Start EXCERPT

Julie D. Fisher is an American diplomat who has served as the United States ambassador to Cyprus since February 2023. She previously served as the United States ambassador to Belarus from 2020 to 2022.

Early life and education
Fisher earned her Bachelor of Arts in Russian and East European studies from the University of North Carolina at Chapel Hill and a Master of Public Policy from the School of Public and International Affairs at Princeton University.

Career
Fisher is a career member of the Senior Foreign Service, with the rank of minister-counselor. She previously served as deputy assistant secretary of state for Western Europe and the EU in the Bureau of European and Eurasian Affairs. Before that, she was the deputy permanent representative of the U.S. Mission to NATO leading preparations for the 2018 Brussels Summit and the move to the new NATO HQ.  She was the chief of staff to the deputy secretary of state for management and resources supporting reform efforts involving knowledge management, human resources and security at U.S. facilities abroad.  Prior to that, Ambassador Fisher served as the director of the State Department's Operations Center, the 24/7 team that facilitates communications for the Secretary of State, department principals and colleagues around the globe; the Operations Center also hosts the department's task forces and crisis response teams.

End EXCERPT
Start RECORDED INFORMATION

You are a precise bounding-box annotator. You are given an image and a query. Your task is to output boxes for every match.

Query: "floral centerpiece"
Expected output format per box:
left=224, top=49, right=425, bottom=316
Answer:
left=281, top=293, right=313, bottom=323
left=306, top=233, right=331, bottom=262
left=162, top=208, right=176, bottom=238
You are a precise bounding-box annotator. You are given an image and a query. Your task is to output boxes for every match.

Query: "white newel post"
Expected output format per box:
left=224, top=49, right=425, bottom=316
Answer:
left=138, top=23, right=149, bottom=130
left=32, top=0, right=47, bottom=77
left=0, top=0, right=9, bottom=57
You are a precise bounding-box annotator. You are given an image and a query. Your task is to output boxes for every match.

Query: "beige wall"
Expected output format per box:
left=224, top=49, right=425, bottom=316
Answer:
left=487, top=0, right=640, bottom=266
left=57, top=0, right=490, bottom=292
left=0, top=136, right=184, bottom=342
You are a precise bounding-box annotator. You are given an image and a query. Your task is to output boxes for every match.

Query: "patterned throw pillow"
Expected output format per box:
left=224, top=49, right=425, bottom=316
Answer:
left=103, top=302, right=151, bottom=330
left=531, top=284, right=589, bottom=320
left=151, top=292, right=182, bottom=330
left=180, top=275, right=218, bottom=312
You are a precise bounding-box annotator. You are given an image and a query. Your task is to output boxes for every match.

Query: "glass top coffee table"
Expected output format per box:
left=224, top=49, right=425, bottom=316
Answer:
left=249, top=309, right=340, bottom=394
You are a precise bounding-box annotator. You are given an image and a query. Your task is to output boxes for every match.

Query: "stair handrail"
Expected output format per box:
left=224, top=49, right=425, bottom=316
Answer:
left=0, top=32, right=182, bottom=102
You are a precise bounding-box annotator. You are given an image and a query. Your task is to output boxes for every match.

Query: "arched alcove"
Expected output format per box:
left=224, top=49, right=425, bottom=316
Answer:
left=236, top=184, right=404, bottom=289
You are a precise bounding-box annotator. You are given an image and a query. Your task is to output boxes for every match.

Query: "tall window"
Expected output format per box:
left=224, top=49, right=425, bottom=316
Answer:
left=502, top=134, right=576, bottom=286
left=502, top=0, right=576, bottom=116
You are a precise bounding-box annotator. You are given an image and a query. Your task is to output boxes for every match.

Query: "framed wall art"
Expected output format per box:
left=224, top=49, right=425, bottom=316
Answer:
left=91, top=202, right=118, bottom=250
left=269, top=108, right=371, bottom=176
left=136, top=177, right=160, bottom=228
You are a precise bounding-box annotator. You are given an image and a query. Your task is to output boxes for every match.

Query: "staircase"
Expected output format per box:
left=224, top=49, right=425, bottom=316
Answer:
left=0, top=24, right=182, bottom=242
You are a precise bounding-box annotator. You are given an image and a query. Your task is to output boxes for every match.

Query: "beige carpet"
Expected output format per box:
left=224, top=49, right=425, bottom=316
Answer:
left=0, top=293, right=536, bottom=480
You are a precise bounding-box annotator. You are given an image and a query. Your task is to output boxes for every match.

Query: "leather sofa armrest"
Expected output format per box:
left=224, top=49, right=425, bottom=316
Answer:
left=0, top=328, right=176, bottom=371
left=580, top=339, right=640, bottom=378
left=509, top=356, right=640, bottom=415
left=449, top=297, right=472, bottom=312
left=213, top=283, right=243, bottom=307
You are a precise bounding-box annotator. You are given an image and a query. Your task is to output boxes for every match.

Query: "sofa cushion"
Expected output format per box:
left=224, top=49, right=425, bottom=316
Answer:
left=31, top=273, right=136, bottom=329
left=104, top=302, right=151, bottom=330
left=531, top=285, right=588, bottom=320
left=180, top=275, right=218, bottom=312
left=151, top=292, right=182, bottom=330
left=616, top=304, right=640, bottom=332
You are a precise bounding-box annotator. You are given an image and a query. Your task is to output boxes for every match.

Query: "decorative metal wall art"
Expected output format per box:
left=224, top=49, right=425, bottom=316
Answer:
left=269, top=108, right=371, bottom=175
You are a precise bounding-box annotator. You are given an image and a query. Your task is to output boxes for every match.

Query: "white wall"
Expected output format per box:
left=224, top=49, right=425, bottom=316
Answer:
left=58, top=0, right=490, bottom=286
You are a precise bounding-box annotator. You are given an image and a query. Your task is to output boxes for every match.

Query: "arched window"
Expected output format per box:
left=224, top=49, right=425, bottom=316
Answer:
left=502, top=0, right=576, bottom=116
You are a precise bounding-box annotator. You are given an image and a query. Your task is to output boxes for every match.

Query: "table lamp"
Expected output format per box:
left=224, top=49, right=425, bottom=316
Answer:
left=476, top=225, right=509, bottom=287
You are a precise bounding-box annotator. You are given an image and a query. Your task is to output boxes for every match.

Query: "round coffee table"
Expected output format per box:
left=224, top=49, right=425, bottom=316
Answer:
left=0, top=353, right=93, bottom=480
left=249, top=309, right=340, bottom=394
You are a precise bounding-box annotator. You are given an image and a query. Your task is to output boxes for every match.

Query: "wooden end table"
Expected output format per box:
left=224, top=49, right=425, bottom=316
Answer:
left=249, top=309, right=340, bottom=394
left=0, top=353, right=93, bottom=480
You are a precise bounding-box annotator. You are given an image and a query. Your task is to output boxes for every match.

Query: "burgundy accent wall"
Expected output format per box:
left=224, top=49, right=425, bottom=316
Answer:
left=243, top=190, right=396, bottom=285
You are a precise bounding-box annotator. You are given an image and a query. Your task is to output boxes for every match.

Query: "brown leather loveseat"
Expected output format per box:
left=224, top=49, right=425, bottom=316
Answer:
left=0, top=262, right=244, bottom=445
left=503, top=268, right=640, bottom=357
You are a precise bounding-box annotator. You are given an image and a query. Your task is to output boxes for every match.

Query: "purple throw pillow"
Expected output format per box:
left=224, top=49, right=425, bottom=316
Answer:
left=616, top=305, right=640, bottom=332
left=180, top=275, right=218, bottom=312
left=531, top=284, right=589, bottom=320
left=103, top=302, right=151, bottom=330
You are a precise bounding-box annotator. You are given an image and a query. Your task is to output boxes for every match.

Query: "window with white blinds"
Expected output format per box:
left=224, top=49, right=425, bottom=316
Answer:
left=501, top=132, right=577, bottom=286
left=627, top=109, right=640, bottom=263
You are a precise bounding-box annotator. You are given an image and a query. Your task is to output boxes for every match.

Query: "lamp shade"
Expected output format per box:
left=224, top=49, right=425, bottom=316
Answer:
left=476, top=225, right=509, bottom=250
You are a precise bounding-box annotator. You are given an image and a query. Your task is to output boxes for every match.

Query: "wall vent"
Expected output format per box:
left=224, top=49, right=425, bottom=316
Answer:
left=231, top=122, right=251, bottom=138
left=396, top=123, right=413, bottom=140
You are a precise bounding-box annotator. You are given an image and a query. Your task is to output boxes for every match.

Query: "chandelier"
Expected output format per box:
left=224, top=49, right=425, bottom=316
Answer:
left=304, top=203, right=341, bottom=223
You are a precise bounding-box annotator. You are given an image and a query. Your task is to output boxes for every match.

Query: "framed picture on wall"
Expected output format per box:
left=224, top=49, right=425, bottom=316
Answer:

End RECORDED INFORMATION

[EXERCISE DETAILS] Pick up the biography of Julie D. Fisher after its last sentence and continue it. The records come from a separate source and have no connection to the text.

[EXERCISE RESPONSE]
From 2011–2013, in support of the NATO Secretary-General, Ambassador Fisher was detailed to NATO's international staff as deputy director of the Private Office. She has served in assignments at U.S. embassies in Tbilisi, Georgia; Kyiv, Ukraine; and Moscow, Russia, as well as tours at the National Security Council, the bureaus for European Affairs and Near Eastern Affairs, and as a member of the Secretary of State's Executive Secretariat Staff.

United States ambassador to Belarus
On April 20, 2020, President Donald Trump nominated Fisher to be the United States ambassador to Belarus. Hearings on her nomination were held before the Senate Foreign Relations Committee on August 5, 2020. The committee favorably reported her nomination to the Senate floor on September 22, 2020. Fisher was confirmed by the Senate on December 15, 2020, via voice vote, Fisher became the first U.S. ambassador to Belarus since 2008. She was denied a visa by Belarusian authorities and she relocated to Lithuania as a U.S. special envoy for Belarus in October 2021. On June 9, 2022, Fisher announced that her tenure would be coming to an end.

United States ambassador to Cyprus
On June 15, 2022, President Joe Biden announced Fisher's nomination to be the next ambassador to Cyprus. On November 30, 2022, hearings on her nomination were held before the Senate Foreign Relations Committee. The committee favorably reported her nomination to the Senate on December 7, 2022. The  Senate confirmed her nomination on December 13, 2022 via voice vote. She was sworn in by Acting Deputy Secretary John R. Bass on February 1, 2023, and presented her credentials to President Nicos Anastasiades on February 21, 2023.

Personal life
Fisher speaks Russian, French, and Georgian.

References

External links

Living people
Ambassadors of the United States to Belarus
Ambassadors of the United States to Cyprus
United States Department of State officials
American women ambassadors
University of North Carolina at Chapel Hill alumni
Princeton School of Public and International Affairs alumni
21st-century American diplomats
Year of birth missing (living people)
Place of birth missing (living people)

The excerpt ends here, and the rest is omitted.